STATED GOAL A> Count the lines in the listing below that contain the string "white". Give only the number.

SOURCE TEXT>
The real change will happen when chip business executives, the GMs who are accountable for the bottom line, are starting to worry about the problem. When it’s no longer a VP or Director of engineering make-or-buy decision, but rather a critical business initiative to use IP. When using IP better than your competitor is seen as core competence.


4. The IP market is dominated (revenue-wise) by a few large players, yet there remains hundreds of small outfits. Why is that?


It’s a sign of the immaturity of the industry. Once it becomes a business issue, and the requirements to play are clear, the small outfits will either fade away or focus and win. I do think, though, that IP should be an area of innovation where startups can flourish as long as they have vision and focus. The number of chip startups is fading as the costs get high, so I see the IP industry as the next frontier for the entrepreneurial high tech folks.


5. Should there be more or less IP companies?


I think I answered it above. I’d love to see small companies flourish!

RAW DATA>
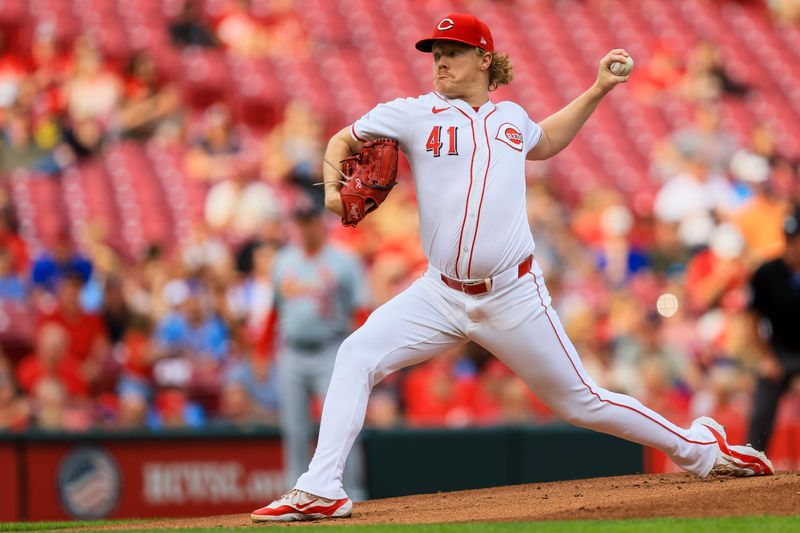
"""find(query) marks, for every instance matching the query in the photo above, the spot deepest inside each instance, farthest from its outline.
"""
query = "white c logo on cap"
(445, 24)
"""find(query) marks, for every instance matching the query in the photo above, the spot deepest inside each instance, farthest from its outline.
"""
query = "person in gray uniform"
(319, 294)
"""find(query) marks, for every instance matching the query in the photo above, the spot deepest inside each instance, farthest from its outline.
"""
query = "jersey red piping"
(538, 290)
(355, 135)
(483, 190)
(469, 190)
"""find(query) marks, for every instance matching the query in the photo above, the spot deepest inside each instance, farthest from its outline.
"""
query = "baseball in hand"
(667, 305)
(622, 69)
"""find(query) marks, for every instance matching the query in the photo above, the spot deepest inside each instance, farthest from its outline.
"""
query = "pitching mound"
(675, 495)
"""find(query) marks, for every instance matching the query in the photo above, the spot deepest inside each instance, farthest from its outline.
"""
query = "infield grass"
(768, 524)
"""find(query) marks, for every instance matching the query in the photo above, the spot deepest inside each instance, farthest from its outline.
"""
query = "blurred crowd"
(177, 333)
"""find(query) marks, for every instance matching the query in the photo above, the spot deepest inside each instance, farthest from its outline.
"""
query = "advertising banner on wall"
(9, 482)
(150, 477)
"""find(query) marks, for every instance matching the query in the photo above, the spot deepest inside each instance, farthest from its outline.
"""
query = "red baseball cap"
(462, 28)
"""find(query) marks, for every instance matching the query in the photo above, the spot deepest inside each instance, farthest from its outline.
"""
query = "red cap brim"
(426, 45)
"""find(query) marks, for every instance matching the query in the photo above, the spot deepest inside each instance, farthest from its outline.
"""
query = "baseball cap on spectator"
(461, 28)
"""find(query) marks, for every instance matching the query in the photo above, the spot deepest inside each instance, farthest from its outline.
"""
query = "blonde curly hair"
(501, 71)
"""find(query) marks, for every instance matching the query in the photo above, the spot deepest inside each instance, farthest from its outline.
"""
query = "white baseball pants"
(517, 324)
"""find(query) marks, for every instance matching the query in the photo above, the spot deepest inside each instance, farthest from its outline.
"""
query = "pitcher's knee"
(353, 359)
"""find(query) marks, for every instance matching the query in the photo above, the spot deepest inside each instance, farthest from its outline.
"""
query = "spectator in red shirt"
(14, 408)
(86, 338)
(52, 360)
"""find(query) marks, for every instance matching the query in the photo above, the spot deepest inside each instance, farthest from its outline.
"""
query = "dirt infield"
(675, 495)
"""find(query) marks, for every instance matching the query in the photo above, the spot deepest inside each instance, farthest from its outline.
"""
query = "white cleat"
(735, 461)
(297, 505)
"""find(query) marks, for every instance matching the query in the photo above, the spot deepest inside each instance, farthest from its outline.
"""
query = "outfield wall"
(52, 476)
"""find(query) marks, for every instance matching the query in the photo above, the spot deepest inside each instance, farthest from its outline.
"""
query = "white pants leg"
(412, 327)
(522, 330)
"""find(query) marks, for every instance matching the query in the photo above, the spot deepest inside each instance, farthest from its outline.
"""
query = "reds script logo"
(445, 24)
(509, 134)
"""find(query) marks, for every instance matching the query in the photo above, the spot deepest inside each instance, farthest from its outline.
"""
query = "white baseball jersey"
(469, 173)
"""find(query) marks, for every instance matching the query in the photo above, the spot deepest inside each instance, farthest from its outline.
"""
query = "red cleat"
(297, 505)
(735, 461)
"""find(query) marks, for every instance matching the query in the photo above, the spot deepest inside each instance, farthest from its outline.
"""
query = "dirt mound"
(676, 495)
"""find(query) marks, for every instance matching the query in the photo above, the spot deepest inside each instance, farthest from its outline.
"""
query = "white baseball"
(667, 305)
(622, 69)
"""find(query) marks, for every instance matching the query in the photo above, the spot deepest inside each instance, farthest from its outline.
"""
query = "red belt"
(482, 286)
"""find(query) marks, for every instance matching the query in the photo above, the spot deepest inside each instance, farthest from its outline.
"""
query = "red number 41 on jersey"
(434, 143)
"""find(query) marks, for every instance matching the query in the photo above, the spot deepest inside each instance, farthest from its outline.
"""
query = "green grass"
(657, 525)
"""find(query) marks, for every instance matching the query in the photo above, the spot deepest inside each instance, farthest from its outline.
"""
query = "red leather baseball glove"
(371, 175)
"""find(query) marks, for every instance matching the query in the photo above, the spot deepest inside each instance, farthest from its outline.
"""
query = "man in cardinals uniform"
(467, 154)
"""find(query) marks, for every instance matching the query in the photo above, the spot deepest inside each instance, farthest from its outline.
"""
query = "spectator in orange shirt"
(716, 270)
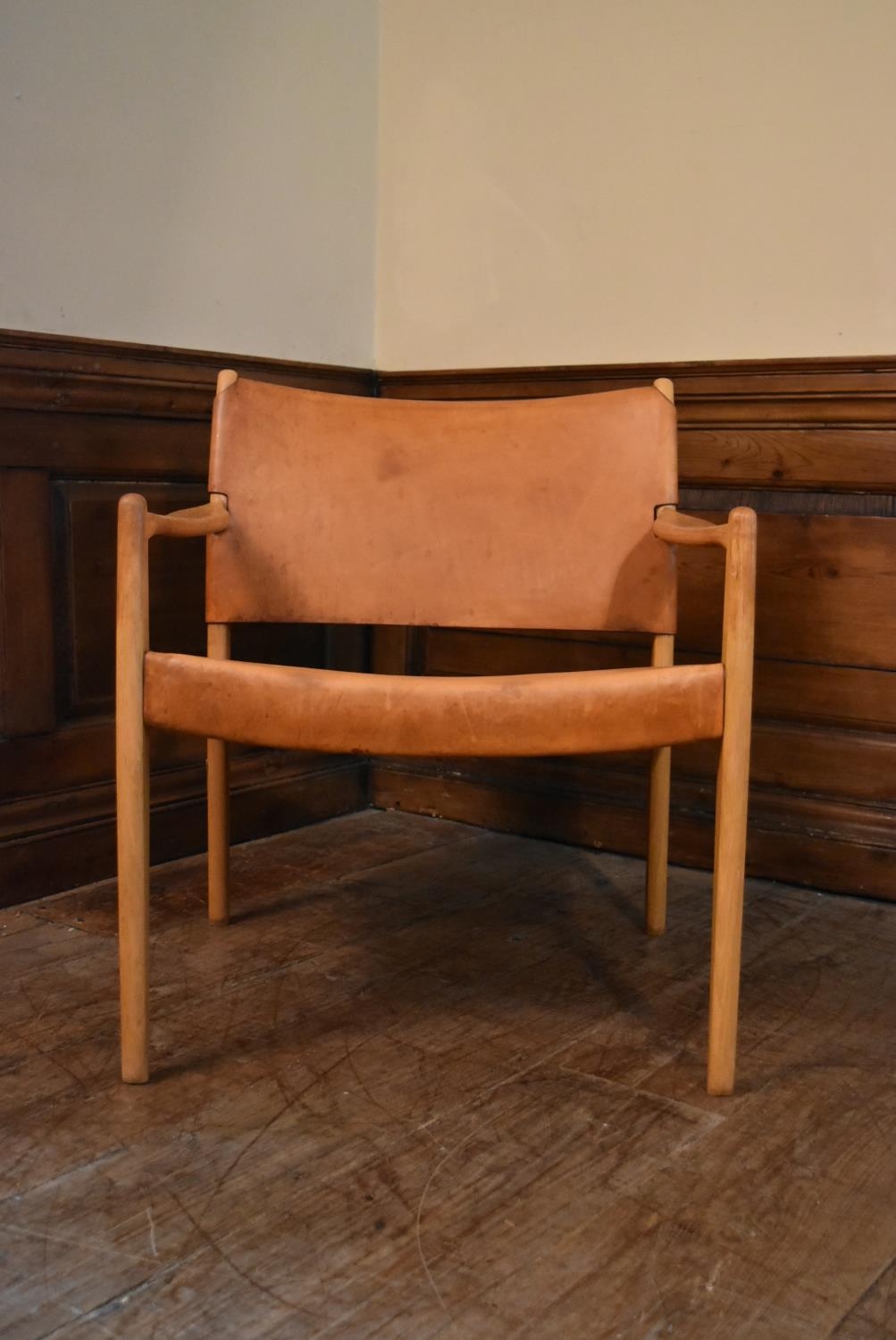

STATED GOAL B> Output, word for word, the stretch of the passage on the chip IP industry from "It’s a sign" through "small companies flourish!".

WRITTEN REPLY A> 6

WRITTEN REPLY B>
It’s a sign of the immaturity of the industry. Once it becomes a business issue, and the requirements to play are clear, the small outfits will either fade away or focus and win. I do think, though, that IP should be an area of innovation where startups can flourish as long as they have vision and focus. The number of chip startups is fading as the costs get high, so I see the IP industry as the next frontier for the entrepreneurial high tech folks.


5. Should there be more or less IP companies?


I think I answered it above. I’d love to see small companies flourish!